BEGIN Document text
Study Offers Hope For Osteoporosis Prevention
A widely available drug could stave off the effects of osteoporosis when given preventively, a new study finds.
A drug that is widely used to slow down bone-loss in older women and prevent related fractures could in future be used only once or twice in younger women in their 50s and 60s to prevent fractures.
About half of women experience a fracture after they reach menopause. Vertebral fractures occur in the spine when bones become fragile with osteoporosis.
Currently, fractures can be prevented by infusions of zoledronate every 12 to 18 months.
The new study tested whether the less frequent infusions, every five to ten years, early on after menopause would prevent fractures over a ten-year period.
“At the moment, our strategy to prevent fractures is to wait until people are at high risk of fracture and then offer treatment with drugs like zoledronate,” says lead author Associate Professor Mark Bolland from Waipapa Taumata Rau, University of Auckland.
High risk might be due to any combination of older age, low bone density, recurrent falls, or previous fractures.
“But there has always been an alternate view – why not start treatment early, prevent any age-related bone loss, and then maybe when you are older, because your bone density is much higher than it would otherwise have been, you’ll have a much lower risk of fracture,” Bolland says.
“We’ve never really been able to test that hypothesis because treatments haven’t been suitable – what 50-something person wants to take a medication each day for potentially 30 to 50 years to try and prevent something that may never happen?”
The new study tested whether the less frequent infusions, every five to ten years, early on after menopause would prevent fractures over a ten-year period.
The novel study, just published in the world-leading New England Journal of Medicine, found zoledronate, a bisphosphonate, is effective at preventing fractures, in younger postmenopausal women, aged 50 to 60 years, even at a single dose given at five or ten-year frequencies. Read the article.
END Document text
■ Task list:
1 > According to the osteoporosis article, how often are zoledronate infusions currently given to prevent fractures?
2 > Go on with the osteoporosis article, picking up after its last sentence.
BEGIN Exercise data
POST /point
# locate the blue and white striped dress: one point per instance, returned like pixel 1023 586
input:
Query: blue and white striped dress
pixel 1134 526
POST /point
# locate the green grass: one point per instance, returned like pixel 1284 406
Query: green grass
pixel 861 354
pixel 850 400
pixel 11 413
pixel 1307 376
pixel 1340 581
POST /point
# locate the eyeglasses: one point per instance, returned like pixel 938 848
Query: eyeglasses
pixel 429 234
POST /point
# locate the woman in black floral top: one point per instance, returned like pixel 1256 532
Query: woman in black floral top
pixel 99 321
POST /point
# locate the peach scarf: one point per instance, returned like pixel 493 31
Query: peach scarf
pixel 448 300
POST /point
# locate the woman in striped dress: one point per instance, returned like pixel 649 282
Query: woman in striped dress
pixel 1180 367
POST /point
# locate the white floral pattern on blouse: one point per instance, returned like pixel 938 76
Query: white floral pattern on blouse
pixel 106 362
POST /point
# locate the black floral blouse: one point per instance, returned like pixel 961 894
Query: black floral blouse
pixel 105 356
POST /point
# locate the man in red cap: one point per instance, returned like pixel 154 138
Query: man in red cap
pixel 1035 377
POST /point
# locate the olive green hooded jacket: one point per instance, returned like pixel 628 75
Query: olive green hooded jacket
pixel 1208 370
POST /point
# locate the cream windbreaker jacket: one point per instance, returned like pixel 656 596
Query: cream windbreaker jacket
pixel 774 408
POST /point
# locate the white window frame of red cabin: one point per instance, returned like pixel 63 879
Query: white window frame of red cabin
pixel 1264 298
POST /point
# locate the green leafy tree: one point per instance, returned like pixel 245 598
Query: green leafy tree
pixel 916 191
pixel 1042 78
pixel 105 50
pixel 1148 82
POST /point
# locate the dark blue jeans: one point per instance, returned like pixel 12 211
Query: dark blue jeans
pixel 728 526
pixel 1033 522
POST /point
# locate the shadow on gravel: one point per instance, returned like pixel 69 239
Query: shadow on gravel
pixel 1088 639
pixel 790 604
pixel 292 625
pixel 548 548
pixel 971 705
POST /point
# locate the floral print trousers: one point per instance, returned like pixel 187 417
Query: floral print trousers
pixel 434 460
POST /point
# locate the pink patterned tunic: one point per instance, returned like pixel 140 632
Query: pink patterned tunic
END Exercise data
■ Solved tasks:
1 > Every 12 to 18 months.

2 >
The trial followed more than 1,000 postmenopausal women aged 50 to 60 years for 10 years, with one-third receiving one infusion of zoledronate, one-third receiving two infusions five years apart and the remainder receiving placebo. Neither patients nor clinicians knew whether the infusions were zoledronate or placebo.
“This study showed us that either one or two zoledronate infusions reduced the risk of vertebral fractures by 41 to 44 percent and all fractures by 23 to 30 percent,” says Bolland.
It found that treating 21 women with two infusions of zoledronate every five years or 22 women with a single infusion of zoledronate would prevent one woman having a vertebral fracture.
There were no important safety concerns from using zoledronate.
“No-one has given zoledronate so infrequently before, and I suspect many people will find the results astonishing, because there are very few examples of a medicine having effects that last so long.
“When the treatment was first introduced, people were sceptical that a treatment could last for a year. So now we’ve extended that to five to ten years.
“The results open, for the first time, the idea that perhaps a 50-something woman could have several infusions in her remaining life, keep her bone density close to the level it was when she started treatment, and dramatically reduce her risk of fracture as she ages.
“The results show that for the first ten years this approach is effective (and more effective than we could have hoped for) and leaves us optimistic that the benefits of five or ten-yearly zoledronate will continue after that. We are doing an extension study to test this.”
Zoledronate is widely available, costs about $20 for the medicine, and ranges from free to around $100 to $150 for the infusion, so this option should not be expensive, and women could start talking to their doctors about it now.